Report how many lines in the records below contain the string "black", with case counting, and give only the number.

- [Position annotation records]:
= = =

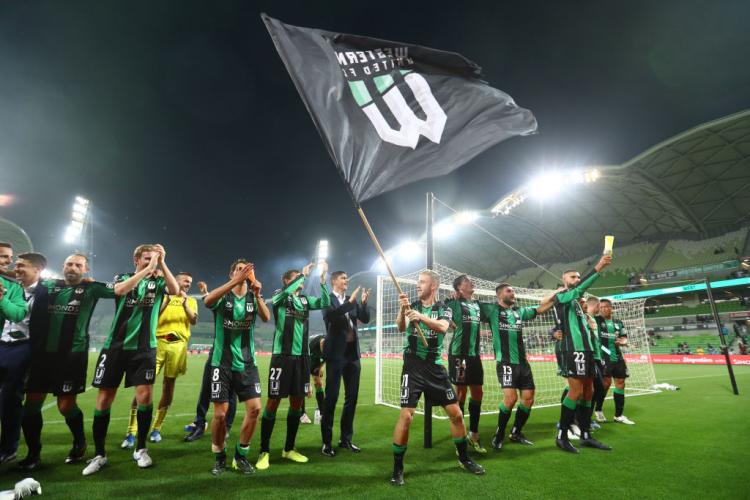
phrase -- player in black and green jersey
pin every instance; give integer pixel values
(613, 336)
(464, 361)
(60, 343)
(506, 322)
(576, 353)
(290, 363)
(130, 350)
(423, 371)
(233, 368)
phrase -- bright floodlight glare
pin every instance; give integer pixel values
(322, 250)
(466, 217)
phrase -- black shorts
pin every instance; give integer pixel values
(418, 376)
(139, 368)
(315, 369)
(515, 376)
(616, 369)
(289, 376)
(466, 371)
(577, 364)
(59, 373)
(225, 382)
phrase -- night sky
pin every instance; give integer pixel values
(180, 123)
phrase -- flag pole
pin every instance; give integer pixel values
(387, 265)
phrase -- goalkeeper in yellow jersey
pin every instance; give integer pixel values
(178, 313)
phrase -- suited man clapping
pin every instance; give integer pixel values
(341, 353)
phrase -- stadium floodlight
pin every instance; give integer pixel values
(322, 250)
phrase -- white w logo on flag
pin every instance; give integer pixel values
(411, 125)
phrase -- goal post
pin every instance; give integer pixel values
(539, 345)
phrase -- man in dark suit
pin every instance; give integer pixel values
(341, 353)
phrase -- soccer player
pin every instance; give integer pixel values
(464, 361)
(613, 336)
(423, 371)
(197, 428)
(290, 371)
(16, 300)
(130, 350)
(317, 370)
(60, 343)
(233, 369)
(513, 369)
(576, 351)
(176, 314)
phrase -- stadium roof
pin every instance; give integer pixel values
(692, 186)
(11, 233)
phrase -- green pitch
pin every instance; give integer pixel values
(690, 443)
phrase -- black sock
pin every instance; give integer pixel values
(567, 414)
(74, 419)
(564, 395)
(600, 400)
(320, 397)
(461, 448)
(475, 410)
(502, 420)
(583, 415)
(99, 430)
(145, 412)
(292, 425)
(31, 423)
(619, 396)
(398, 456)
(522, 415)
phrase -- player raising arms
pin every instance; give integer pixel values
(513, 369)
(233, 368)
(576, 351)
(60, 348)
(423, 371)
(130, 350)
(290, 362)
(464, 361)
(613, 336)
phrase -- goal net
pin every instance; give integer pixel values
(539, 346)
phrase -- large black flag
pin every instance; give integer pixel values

= = =

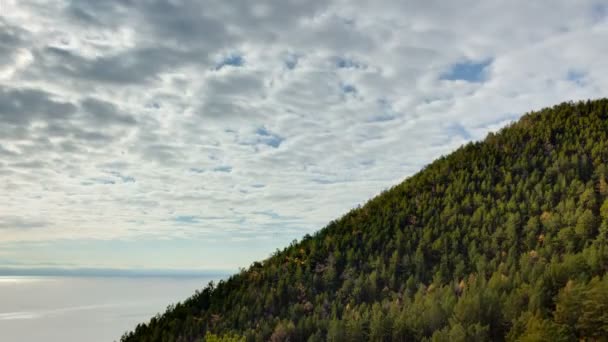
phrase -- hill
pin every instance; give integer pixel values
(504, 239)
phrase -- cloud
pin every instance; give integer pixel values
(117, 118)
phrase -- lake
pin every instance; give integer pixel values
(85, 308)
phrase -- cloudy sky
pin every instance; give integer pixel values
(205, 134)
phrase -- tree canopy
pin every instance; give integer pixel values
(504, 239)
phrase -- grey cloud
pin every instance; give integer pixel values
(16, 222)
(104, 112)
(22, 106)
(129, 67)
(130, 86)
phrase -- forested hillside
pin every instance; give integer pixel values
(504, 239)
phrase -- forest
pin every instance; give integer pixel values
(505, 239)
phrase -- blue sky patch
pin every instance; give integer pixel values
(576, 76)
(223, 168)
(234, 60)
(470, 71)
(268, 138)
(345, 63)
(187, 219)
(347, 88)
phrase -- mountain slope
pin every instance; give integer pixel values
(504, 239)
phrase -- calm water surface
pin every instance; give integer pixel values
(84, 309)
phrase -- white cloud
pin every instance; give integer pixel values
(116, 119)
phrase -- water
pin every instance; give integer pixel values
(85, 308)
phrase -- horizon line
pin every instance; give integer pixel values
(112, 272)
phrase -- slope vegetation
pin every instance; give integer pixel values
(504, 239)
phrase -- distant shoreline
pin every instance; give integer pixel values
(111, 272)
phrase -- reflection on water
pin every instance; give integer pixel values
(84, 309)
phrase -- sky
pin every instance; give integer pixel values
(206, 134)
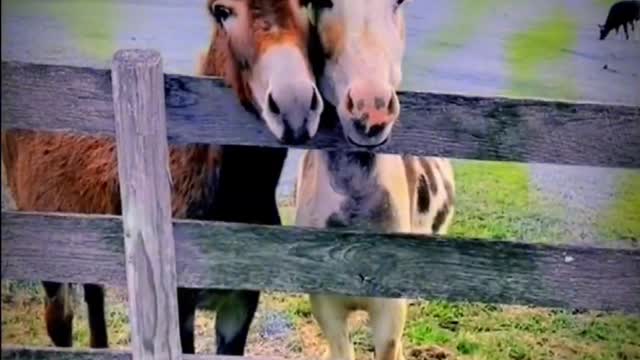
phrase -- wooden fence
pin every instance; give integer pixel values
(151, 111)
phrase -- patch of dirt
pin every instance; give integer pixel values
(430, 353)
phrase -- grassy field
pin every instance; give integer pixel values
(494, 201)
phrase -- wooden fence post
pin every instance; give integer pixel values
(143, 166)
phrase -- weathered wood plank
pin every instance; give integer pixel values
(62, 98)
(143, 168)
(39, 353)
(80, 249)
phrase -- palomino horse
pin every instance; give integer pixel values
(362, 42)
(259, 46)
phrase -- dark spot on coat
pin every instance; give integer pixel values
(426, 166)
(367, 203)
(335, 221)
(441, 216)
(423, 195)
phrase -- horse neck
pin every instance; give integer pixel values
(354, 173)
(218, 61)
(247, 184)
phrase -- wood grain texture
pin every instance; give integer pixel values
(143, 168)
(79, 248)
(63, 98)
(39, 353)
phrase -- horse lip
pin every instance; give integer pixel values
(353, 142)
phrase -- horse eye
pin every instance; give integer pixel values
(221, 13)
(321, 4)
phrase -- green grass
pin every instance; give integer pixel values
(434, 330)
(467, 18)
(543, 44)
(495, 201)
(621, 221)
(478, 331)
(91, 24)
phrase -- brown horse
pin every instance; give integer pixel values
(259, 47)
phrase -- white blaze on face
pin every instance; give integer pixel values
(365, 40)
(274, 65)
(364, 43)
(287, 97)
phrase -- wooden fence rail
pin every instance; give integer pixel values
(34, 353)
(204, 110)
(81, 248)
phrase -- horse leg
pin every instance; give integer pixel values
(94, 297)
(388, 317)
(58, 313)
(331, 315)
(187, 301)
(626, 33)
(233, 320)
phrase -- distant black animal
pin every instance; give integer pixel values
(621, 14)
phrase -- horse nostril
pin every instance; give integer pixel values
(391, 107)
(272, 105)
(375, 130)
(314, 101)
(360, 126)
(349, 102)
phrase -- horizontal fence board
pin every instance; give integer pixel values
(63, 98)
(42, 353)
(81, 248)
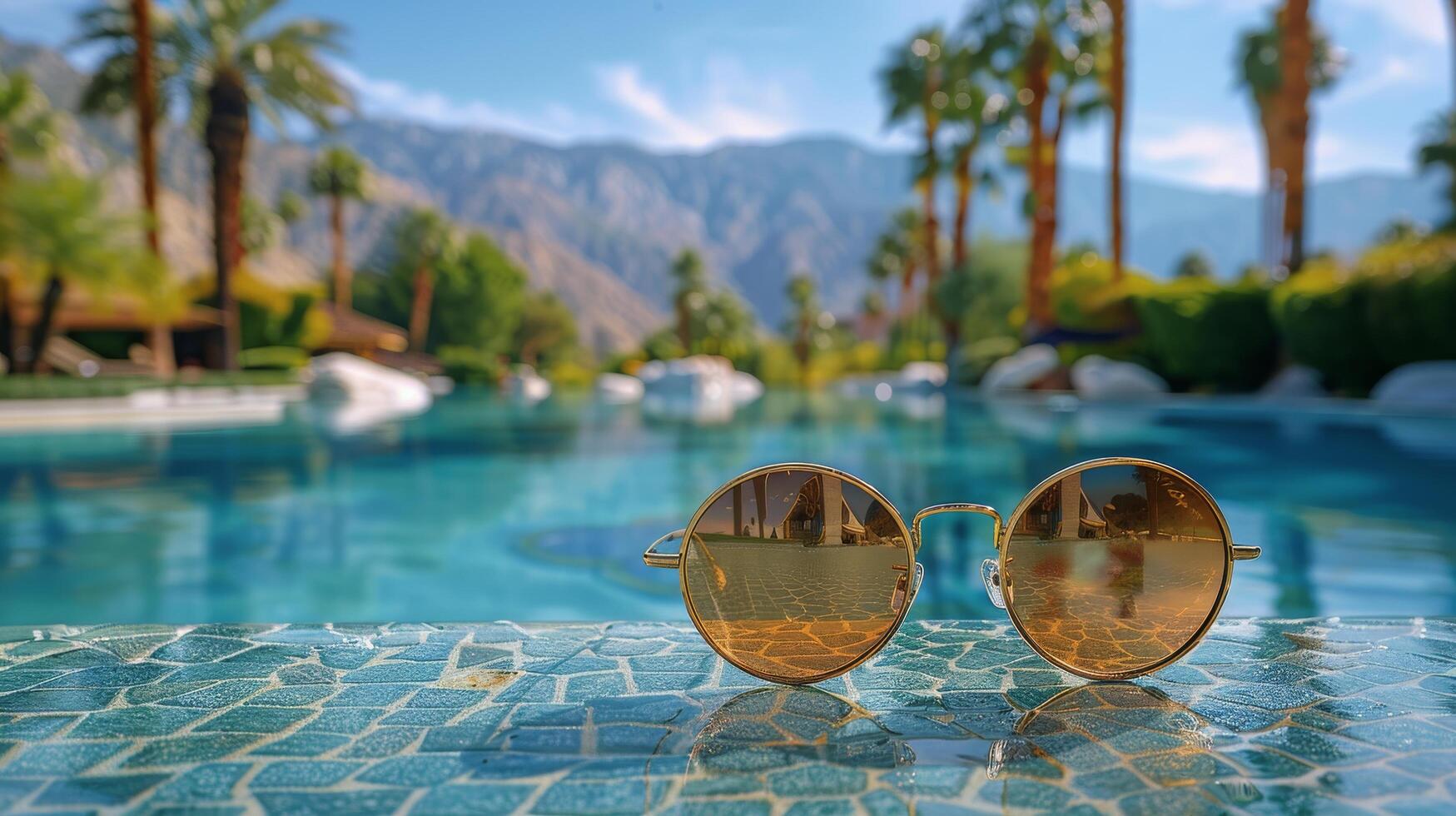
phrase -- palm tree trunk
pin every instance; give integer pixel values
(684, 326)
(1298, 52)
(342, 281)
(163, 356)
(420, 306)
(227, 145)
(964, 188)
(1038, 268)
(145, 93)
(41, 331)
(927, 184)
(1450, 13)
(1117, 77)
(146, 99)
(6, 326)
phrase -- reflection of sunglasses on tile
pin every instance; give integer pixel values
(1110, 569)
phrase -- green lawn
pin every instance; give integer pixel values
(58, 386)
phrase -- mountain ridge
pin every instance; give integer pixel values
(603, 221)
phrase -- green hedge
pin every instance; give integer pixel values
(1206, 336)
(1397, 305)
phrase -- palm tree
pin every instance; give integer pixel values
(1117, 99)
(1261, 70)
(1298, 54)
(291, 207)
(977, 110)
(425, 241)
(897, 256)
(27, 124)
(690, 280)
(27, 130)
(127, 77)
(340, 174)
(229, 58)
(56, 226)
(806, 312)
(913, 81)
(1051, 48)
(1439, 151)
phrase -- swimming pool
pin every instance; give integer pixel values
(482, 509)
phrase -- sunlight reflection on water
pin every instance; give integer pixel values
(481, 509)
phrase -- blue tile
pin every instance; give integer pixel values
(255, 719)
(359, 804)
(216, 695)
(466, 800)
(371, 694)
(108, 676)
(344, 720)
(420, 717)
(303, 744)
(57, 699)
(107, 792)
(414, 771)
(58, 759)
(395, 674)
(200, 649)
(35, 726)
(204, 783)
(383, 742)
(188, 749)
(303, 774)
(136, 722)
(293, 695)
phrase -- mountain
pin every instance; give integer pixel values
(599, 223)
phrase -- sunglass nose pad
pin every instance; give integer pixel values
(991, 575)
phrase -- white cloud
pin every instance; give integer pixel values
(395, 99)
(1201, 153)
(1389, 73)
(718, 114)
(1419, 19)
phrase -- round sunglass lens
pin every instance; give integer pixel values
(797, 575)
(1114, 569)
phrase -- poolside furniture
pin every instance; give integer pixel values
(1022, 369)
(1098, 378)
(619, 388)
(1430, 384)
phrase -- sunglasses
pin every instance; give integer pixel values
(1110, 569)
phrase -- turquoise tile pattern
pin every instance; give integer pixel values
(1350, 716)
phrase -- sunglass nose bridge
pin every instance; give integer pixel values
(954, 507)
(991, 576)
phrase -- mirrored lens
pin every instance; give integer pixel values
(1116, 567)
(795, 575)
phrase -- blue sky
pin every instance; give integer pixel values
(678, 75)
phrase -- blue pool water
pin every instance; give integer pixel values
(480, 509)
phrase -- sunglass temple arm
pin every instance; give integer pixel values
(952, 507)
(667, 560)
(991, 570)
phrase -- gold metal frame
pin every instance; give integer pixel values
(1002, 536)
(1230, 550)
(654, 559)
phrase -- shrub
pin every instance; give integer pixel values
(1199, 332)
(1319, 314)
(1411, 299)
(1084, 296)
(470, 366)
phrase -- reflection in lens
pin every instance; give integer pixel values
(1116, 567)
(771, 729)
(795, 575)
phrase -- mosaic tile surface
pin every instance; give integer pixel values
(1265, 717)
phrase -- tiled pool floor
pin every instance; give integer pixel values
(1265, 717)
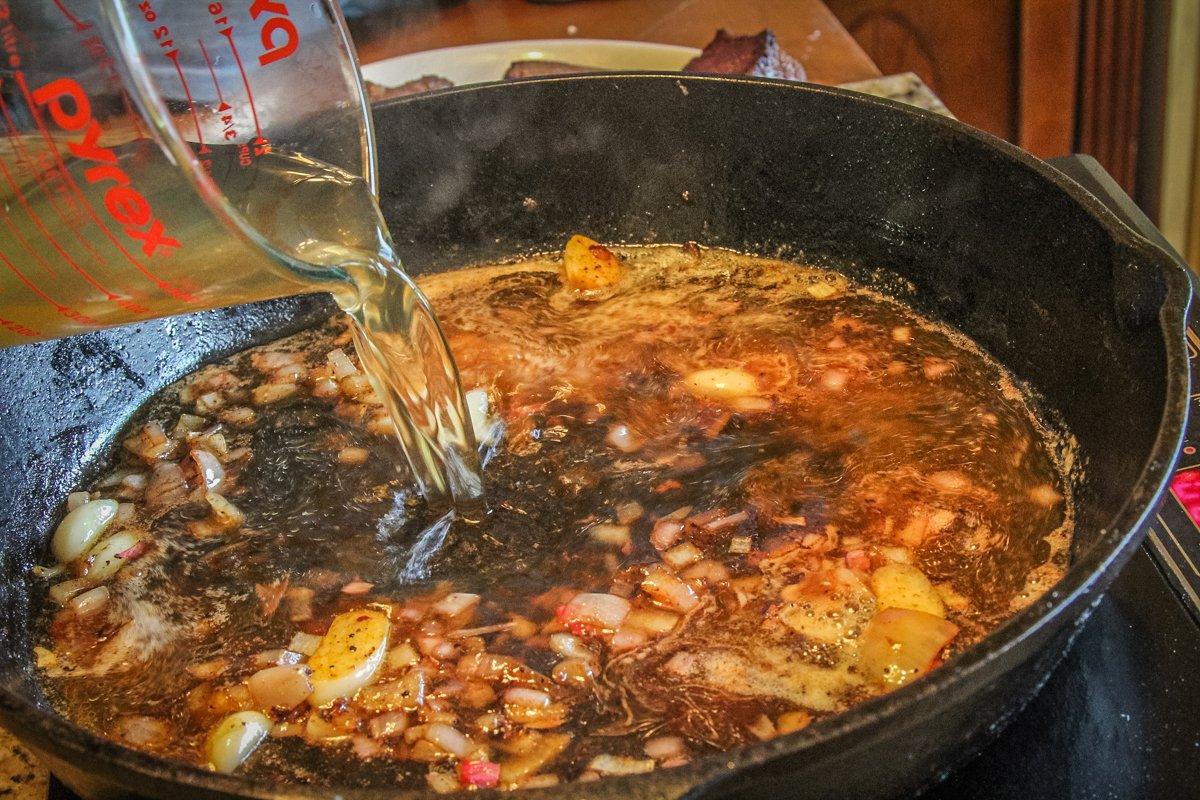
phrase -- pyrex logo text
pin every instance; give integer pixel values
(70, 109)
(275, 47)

= = =

- [FINAL RESULT]: 5